> Excerpted passage:
Are Outdoor Preschools the Answer to Connecting Kids With Nature?

Are Outdoor Preschools the Answer to Connecting Kids With Nature?

In recent years, child development specialists have become increasingly concerned about how “screen time,” — where kids gaze at smartphones, tablets and TVs while the backlit screens cast glows on their youthful faces — is replacing time spent playing outside, where youngsters instead get their fill of a natural source of vitamin D thanks to the warmth and light from the sun.

However, outdoor learning environments, sometimes called “forest schools,” may be the answer to ensuring kids understand the importance of appreciating nature’s beauty and getting exposed to the elements. The first of these schools launched in Europe over five decades ago. Now, these learning options are springing up all over the world, including throughout the United States.

What Are Outdoor Schools Like?

At many traditional schools, the daily schedule is very rigid and may involve wearing a uniform. In contrast, for kids who attend forest schools (and their parents), all they have to worry about when picking out attire for the day is making sure it protects them from things like rain or mud. Some schools even give kids head-to-toe rain suits when they sign up for classes.

> Supplied material:
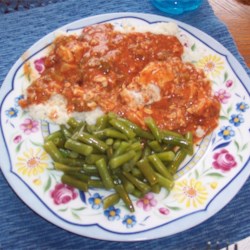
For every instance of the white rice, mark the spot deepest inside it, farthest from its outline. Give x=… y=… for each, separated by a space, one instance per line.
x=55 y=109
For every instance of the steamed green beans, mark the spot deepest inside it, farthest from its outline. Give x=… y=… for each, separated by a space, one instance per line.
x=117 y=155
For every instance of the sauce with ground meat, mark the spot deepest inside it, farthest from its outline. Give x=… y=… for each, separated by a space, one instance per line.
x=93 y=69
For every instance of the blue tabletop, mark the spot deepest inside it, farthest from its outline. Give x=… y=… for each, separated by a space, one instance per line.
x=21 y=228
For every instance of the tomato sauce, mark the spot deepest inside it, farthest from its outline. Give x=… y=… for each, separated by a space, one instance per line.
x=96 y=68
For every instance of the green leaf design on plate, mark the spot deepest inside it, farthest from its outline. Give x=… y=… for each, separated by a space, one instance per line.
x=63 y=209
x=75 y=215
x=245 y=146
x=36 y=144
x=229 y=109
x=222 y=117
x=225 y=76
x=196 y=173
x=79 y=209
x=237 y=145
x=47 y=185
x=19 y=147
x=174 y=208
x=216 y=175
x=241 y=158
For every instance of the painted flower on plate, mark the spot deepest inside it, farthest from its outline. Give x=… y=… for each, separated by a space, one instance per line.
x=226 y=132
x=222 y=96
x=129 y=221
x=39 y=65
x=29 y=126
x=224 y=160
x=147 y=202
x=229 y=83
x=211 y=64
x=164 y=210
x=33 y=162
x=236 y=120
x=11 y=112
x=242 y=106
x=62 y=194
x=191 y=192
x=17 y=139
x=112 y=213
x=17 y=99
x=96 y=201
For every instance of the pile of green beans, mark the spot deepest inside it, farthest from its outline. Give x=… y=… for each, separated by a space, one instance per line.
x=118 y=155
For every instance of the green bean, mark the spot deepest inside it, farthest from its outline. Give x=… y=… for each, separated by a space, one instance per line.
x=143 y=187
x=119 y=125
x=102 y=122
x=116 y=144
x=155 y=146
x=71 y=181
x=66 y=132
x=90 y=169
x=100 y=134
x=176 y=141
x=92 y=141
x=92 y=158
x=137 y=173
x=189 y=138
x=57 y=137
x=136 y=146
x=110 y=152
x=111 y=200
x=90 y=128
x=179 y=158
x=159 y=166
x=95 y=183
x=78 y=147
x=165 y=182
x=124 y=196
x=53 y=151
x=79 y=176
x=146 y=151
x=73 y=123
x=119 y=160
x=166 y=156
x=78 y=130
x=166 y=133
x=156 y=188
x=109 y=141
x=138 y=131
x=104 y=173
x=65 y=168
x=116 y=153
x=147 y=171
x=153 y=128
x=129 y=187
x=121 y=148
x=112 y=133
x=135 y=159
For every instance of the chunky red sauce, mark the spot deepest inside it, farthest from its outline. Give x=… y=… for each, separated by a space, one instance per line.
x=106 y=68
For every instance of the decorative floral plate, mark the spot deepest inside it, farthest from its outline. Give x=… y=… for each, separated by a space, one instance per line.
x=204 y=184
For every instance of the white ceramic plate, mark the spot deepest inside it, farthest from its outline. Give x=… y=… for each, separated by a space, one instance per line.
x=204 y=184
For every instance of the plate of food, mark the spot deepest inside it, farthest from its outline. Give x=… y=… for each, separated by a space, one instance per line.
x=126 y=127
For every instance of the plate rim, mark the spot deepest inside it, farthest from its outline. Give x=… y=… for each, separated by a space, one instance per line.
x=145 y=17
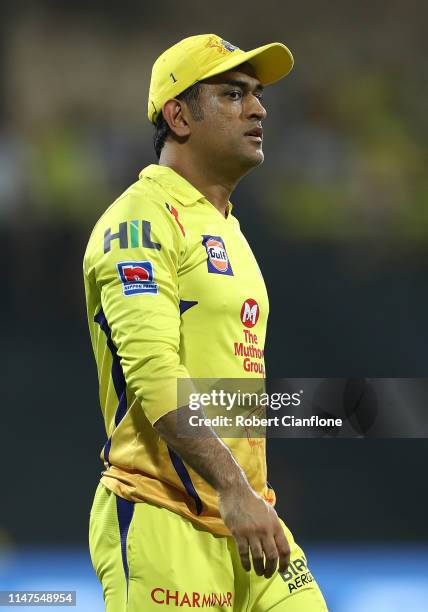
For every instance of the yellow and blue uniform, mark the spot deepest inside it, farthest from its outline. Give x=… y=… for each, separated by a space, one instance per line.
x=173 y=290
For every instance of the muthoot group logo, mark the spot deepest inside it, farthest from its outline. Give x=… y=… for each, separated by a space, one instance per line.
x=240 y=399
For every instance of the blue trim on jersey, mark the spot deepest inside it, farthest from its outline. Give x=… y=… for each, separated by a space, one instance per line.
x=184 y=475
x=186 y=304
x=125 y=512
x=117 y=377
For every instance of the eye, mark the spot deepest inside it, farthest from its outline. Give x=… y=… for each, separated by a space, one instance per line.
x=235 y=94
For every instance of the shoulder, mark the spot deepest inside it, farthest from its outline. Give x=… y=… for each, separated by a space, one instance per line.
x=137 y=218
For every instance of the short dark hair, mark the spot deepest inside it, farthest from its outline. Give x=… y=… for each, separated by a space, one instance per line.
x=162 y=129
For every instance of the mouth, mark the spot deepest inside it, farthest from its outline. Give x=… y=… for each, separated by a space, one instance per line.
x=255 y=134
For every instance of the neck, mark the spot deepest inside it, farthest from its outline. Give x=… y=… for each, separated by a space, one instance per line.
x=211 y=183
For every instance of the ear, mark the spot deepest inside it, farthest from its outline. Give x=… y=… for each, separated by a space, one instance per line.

> Objectives:
1. Using the outdoor preschools article above, mark each statement yes or no and quote the words of the article that decide it. (a) The first forest schools launched in Europe more than five decades ago. (b) Forest school students must wear a uniform. (c) Some schools hand out head-to-toe rain suits when kids sign up for classes.
2. Duplicate the outdoor preschools article from "In recent years, child" to "the United States." without changing a word.

> Answers given:
1.
(a) Yes: "The first of these schools launched in Europe over five decades ago."
(b) No: "all they have to worry about when picking out attire for the day is making sure it protects them from things like rain or mud."
(c) Yes: "Some schools even give kids head-to-toe rain suits when they sign up for classes."

2.
In recent years, child development specialists have become increasingly concerned about how “screen time,” — where kids gaze at smartphones, tablets and TVs while the backlit screens cast glows on their youthful faces — is replacing time spent playing outside, where youngsters instead get their fill of a natural source of vitamin D thanks to the warmth and light from the sun.

However, outdoor learning environments, sometimes called “forest schools,” may be the answer to ensuring kids understand the importance of appreciating nature’s beauty and getting exposed to the elements. The first of these schools launched in Europe over five decades ago. Now, these learning options are springing up all over the world, including throughout the United States.